-- START Source --
Speed of direct calls vs interfaces vs delegates vs virtuals

I've gotten a couple of follow-up questions on my column on dynamic dispatch asking why there are differences between direct calls, interface calls, virtual calls,  and delegate calls.

I'm not Jan or Rico, who know a lot more about these topics than I do (hint hint - ask them through their blog pages if I don't answer your question) but I can give you the big picture.

Consider the following code:

 interface IProcessor
{
    void Process();
}
class Processor: IProcessor
{
    public void Process()
    {
    }
}

If I write something like:

Processor p = new Processor();
p.Process();

The compiler will emit code that tightly binds to Processor.Process(). In other words, the only function that could be called is that function.

That means that the JIT can easily inline the function call, eliminating the function call overhead totally. A discussion of when the JIT will and won't inline is beyond the scope of this post, but suffice it to say that functions below a given size will be inlined, subject to some constraints.

A brief aside: Even though C# is doing a direct call, you'll find that it's using the callvirt (ie virtual call) to do it. It does this because callvirt has a built-in null check, which means you get an exception on the invocation, rather than on the dereference inside the function.

Anyway, the direct call can easily be inlined, which is very good from a speed perspective.

But what if I have code like this:

class D
{
    public void Dispatch(IProcessor processor)
    {
        processor.Process();
    }
}

Processor p = new Processor();
D d = new D();
d.Dispatch(p);

In the calling code, we know that the function could only be Processor.Process(), but in the Dispatch() function, all the compiler knows is that it has an IProcessor reference, which could be pointing to any instance of an type that implementes IProcessor.

There is therefore no way for the JIT to inline this call - the fact that there is a level of indirection in interfaces prevents it. That's the source of the slowdown.

Virtual functions present a similar case. Like interfaces, there's a level of indirection, and the compiler can't know what type it will really get (ok, perhaps it can, but I'll cover that later.

Delegates also have a level of indirection. In the first release of .NET, our implementation of delegates wasn't as optimal as it was, and had additional overhead above the non-inlineable overhead. In Whidbey, that overhead is gone, and my tests (don't trust my tests) show that it's about as fast as interfaces, which is pretty much what one would expect.

My guess is that it was schedule pressures in V1 that kept us from providing the optimized version, but it's also possible that we didn't think deeply enough about the problem initially.
-- END Source --
-- START Extracted material --
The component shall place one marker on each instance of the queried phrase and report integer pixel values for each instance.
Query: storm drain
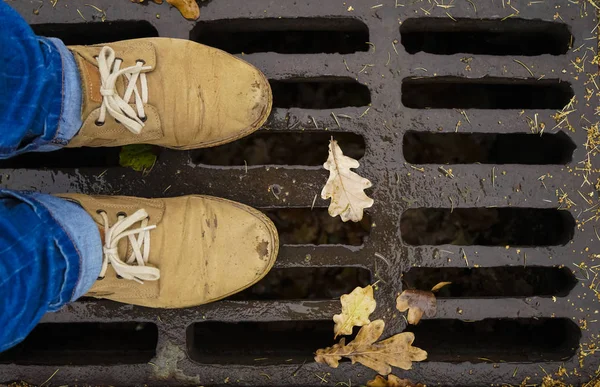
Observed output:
(449, 110)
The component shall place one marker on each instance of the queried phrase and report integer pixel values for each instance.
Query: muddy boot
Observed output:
-- END Extracted material --
◆ **Set tasks**
1 - Duplicate the passage of the call-speed post starting with "In the calling" and going on through "cover that later.".
2 - According to the call-speed post, why does C# use callvirt even when making a direct call?
3 - Take the call-speed post further, picking up after its final sentence.
This material comes from a separate source.

◆ **Answers to each task**
1 -
In the calling code, we know that the function could only be Processor.Process(), but in the Dispatch() function, all the compiler knows is that it has an IProcessor reference, which could be pointing to any instance of an type that implementes IProcessor.

There is therefore no way for the JIT to inline this call - the fact that there is a level of indirection in interfaces prevents it. That's the source of the slowdown.

Virtual functions present a similar case. Like interfaces, there's a level of indirection, and the compiler can't know what type it will really get (ok, perhaps it can, but I'll cover that later.

2 - Callvirt has a built-in null check, so the exception comes at the invocation rather than at the dereference inside the function.

3 -
So, back to virtual functions.

You'd like to be able to inline virtuals, but it's a difficult problem. You could conceivably do a whole-program static analysis and know that a given call didn't have to be virtual, and therefore be able to inline it.

That is, assuming you knew that the set of types was static, which isn't the case in environments where you can dynamically load code at runtime.

A JIT by a celestially-named company has an interesting technique to get around the problem there being indirection in virtuals. It inlines virtual functions that don't require virtual dispatch, and then tracks whether it needs to change that decision later on (using the aptly named “Dynamic deoptimization“).

Inlining virtuals is more important in their environment because all the functions are virtual by default, which means you have a ton of virtual functions that don't need to be. That's less of an issue in .NET because virtual happens less often.

I think that about covers it, and I got through the whole post without mentioning Java once (Oh, what a giveaway!)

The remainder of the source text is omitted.